2017 ASHS Annual Conference

The United States is the largest producer of blueberries (Vaccinium corymbosum) in the world with a production value of $825 million. Blueberry is an economically important crop that is dependent on pollinators for fruit set. Changes in climate have yielded warmer temperatures which is one of the abiotic factors regulating flower and bee development. The primary role of a flower is to attract pollinators and crop production that requires pollinators has been negatively affected by the decline of honey bees forcing growers to rely on other pollinator species, such as the Japanese hornfaced bee (Osmia cornifrons). The objective of this study was to determine the effect of temperature on flower development and bee emergence. Two cultivars of highbush blueberry ‘Blueray’ and ‘Jersey’ were grown at five temperatures 18, 20, 24, 28, and 31 °C under natural irradiance in a greenhouse. Flower development was investigated by determining the total number of flower clusters, percent bud abortion and flower cluster longevity. The rate of flower development and bee emergence was determined using non-linear regressions. The future temperatures obtained from a climate model were used to generate maps of future synchrony between flowering and emergence using geographic information system (GIS) and R software. Plants grown at 28 °C reached full bloom 13 days earlier than at 18 °C for both cultivars. For ‘Blueray’, increasing temperature promoted flower bud abortion, while temperature did not appear to significantly affect the bud abortion for ‘Jersey’ until plants were exposed to 31 °C. Flower cluster longevity decreased with higher temperatures in ‘Blueray’. The future synchrony maps showed that bees would emerge prior to blueberry flowering. Our data showed flower development was significantly affected by a slight increase in temperature (2 to 4 °C) and cultivar selection. These results suggested that the synchrony between the flowering of blueberry and the emergence of bees could be disrupted by increasing temperature. Therefore, effective management practices designed to synchronize crop flowering and pollinator emergence will be necessary to ensure sustainable crop production in the future.

==============================

## Task instructions
1: Do these statements agree with the abstract on blueberry flowering and bee emergence? Answer yes or no for each, and quote the words from the abstract that decide it.
(a) Plants at 28 °C reached full bloom 13 days earlier than at 18 °C in only one of the two cultivars.
(b) The future synchrony maps showed that bees would emerge before blueberry flowering.
(c) The highbush blueberry plants were grown at four temperatures.
2: Translate this sentence from the abstract on blueberry flowering and bee emergence into Spanish: "The objective of this study was to determine the effect of temperature on flower development and bee emergence."
3: List every temperature at which the abstract on blueberry flowering and bee emergence says the two highbush blueberry cultivars were grown.

==============================

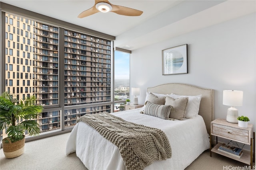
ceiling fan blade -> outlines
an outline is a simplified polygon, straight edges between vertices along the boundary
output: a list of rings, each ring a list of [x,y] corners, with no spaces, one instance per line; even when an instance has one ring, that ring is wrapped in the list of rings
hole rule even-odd
[[[119,15],[126,16],[140,16],[143,13],[143,11],[128,7],[113,4],[111,5],[112,10],[110,12]]]
[[[99,11],[98,11],[97,8],[96,8],[95,5],[94,5],[91,8],[89,9],[86,10],[83,12],[82,12],[77,17],[79,18],[82,18],[90,16],[91,15],[92,15],[98,12],[99,12]]]

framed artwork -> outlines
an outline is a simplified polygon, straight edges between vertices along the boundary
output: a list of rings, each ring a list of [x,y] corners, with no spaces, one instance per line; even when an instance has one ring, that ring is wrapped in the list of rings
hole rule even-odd
[[[162,74],[188,73],[187,44],[162,51]]]

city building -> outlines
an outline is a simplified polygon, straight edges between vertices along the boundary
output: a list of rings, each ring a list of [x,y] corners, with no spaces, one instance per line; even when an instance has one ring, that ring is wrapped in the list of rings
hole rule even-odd
[[[41,132],[110,111],[109,104],[90,104],[111,100],[111,41],[8,14],[5,19],[5,90],[36,97],[46,109],[37,119]],[[62,105],[63,114],[54,109]]]

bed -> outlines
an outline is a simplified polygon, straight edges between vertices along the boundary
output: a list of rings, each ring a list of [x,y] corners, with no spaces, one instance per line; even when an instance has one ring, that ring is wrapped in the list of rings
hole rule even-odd
[[[141,114],[145,106],[111,114],[136,124],[161,129],[166,135],[171,147],[171,158],[154,161],[144,169],[182,170],[210,148],[208,134],[214,117],[214,92],[212,89],[180,83],[148,88],[148,94],[200,95],[198,115],[192,118],[184,118],[183,120],[172,121]],[[90,170],[126,169],[116,146],[82,121],[78,122],[67,141],[66,154],[74,152]]]

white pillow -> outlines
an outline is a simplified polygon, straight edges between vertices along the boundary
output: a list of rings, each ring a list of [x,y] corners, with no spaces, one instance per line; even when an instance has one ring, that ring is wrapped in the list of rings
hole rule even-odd
[[[186,97],[188,98],[188,106],[185,115],[185,118],[187,119],[193,118],[198,114],[202,95],[180,96],[172,93],[171,94],[168,94],[168,96],[175,99]]]
[[[160,97],[165,97],[166,96],[166,94],[158,94],[158,93],[151,93],[150,92],[146,92],[146,99],[145,100],[145,102],[144,102],[144,104],[146,104],[146,102],[148,100],[148,98],[149,97],[149,94],[150,93],[152,93],[153,94],[154,94],[154,95],[157,96],[158,98]]]

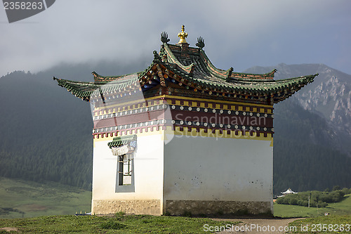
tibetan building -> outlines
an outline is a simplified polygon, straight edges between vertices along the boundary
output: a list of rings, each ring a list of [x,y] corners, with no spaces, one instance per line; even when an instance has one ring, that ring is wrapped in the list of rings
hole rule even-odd
[[[273,105],[317,74],[274,80],[216,67],[204,41],[169,44],[145,70],[54,79],[89,102],[92,214],[272,212]]]

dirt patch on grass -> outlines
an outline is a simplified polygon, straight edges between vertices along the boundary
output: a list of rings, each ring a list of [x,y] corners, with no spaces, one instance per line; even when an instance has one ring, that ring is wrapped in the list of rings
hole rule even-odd
[[[230,234],[259,234],[259,233],[277,233],[283,234],[293,230],[289,228],[289,223],[300,219],[212,219],[216,221],[225,221],[228,222],[241,222],[230,228],[220,231],[218,233]],[[297,227],[298,230],[299,227]]]
[[[6,227],[6,228],[0,228],[0,230],[6,230],[6,232],[11,232],[11,230],[18,232],[18,228],[11,228],[11,227]]]
[[[48,207],[38,204],[27,204],[20,206],[20,207],[17,207],[25,212],[42,212],[48,209]]]

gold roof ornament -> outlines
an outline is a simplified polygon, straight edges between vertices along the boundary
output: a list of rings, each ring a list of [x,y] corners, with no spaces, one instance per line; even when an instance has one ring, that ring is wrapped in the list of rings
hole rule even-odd
[[[185,29],[185,26],[182,25],[182,32],[180,32],[178,34],[178,37],[180,38],[179,42],[178,44],[187,43],[187,41],[185,40],[185,38],[187,38],[187,33],[184,32]]]

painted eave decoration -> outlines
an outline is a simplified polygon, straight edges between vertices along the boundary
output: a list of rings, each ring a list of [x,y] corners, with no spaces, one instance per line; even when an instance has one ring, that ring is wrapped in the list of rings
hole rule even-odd
[[[58,85],[86,101],[94,98],[94,91],[98,89],[107,95],[117,96],[141,89],[147,96],[168,94],[272,105],[289,98],[318,75],[274,80],[277,70],[265,74],[248,74],[235,72],[232,67],[218,69],[203,49],[204,39],[198,38],[197,47],[190,47],[185,35],[187,37],[182,28],[179,42],[171,44],[167,34],[162,32],[160,51],[154,51],[151,65],[136,73],[137,82],[127,74],[104,77],[95,72],[92,73],[94,82],[53,79]],[[112,81],[118,82],[109,85]]]

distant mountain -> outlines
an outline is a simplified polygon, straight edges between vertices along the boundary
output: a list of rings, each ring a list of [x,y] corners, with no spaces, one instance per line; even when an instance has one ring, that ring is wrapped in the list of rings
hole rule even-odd
[[[102,75],[122,74],[143,70],[146,65],[144,60],[132,67],[112,63],[60,65],[38,74],[14,72],[1,77],[0,176],[48,180],[89,189],[93,150],[89,104],[58,86],[52,77],[93,81],[91,72],[93,70]],[[324,80],[320,68],[324,67],[279,65],[275,67],[282,78],[319,72],[316,82],[307,86],[314,90],[312,88],[319,85],[319,79]],[[250,72],[267,70],[272,69],[255,67]],[[298,70],[299,74],[296,74]],[[339,78],[338,74],[336,76],[340,84],[347,83],[344,81],[347,78]],[[323,93],[326,84],[322,89]],[[345,87],[344,95],[346,84]],[[274,193],[288,187],[298,191],[324,190],[336,185],[351,187],[351,158],[338,150],[343,145],[339,129],[333,127],[333,121],[324,117],[314,105],[304,109],[306,106],[301,105],[302,100],[308,103],[308,97],[303,96],[305,89],[297,93],[301,102],[298,98],[291,98],[275,105]],[[338,97],[345,98],[337,93]],[[312,91],[311,95],[314,100]],[[316,103],[319,106],[323,102]],[[334,119],[345,121],[345,118],[338,117],[340,112],[335,111]]]
[[[245,72],[265,73],[277,69],[276,79],[286,79],[319,73],[314,82],[291,98],[305,110],[323,117],[330,125],[329,134],[334,145],[351,156],[351,75],[324,64],[253,67]]]

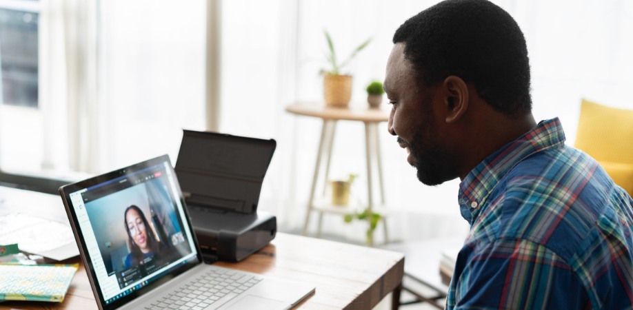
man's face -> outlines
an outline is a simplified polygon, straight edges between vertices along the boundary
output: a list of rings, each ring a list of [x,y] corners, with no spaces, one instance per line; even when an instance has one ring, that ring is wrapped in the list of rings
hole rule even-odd
[[[450,157],[438,134],[434,115],[436,87],[421,85],[403,53],[404,43],[394,45],[387,62],[385,90],[392,105],[389,132],[409,152],[407,161],[417,169],[420,182],[437,185],[446,178]]]

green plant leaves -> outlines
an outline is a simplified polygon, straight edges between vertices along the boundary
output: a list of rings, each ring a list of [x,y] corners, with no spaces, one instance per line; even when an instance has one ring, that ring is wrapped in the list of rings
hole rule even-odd
[[[383,90],[383,83],[378,81],[374,81],[367,85],[367,93],[369,94],[383,94],[385,90]]]
[[[330,34],[328,32],[328,30],[323,30],[323,32],[325,34],[325,40],[328,41],[328,47],[330,49],[330,54],[325,56],[325,59],[328,60],[328,62],[332,65],[332,70],[328,71],[325,70],[321,70],[321,72],[326,72],[332,75],[339,75],[339,70],[347,65],[352,59],[354,59],[354,57],[356,57],[356,54],[359,52],[363,50],[369,43],[372,41],[372,38],[369,38],[361,44],[360,46],[356,48],[356,50],[354,50],[354,52],[352,52],[352,54],[345,59],[345,61],[341,63],[340,65],[336,61],[336,53],[334,52],[334,43],[332,41],[332,37],[330,37]]]
[[[380,222],[380,220],[383,218],[383,216],[374,212],[370,213],[369,210],[365,209],[360,213],[345,214],[343,220],[345,220],[345,223],[352,223],[354,220],[354,218],[358,218],[359,220],[367,220],[369,223],[369,228],[367,229],[367,243],[372,244],[374,230],[378,226],[378,222]]]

==============================

## Answers to each task
1:
(a) No: "Plants grown at 28 °C reached full bloom 13 days earlier than at 18 °C for both cultivars."
(b) Yes: "The future synchrony maps showed that bees would emerge prior to blueberry flowering."
(c) No: "were grown at five temperatures 18, 20, 24, 28, and 31 °C"

2: El objetivo de este estudio fue determinar el efecto de la temperatura en el desarrollo floral y la emergencia de las abejas.

3: 18 °C, 20 °C, 24 °C, 28 °C, 31 °C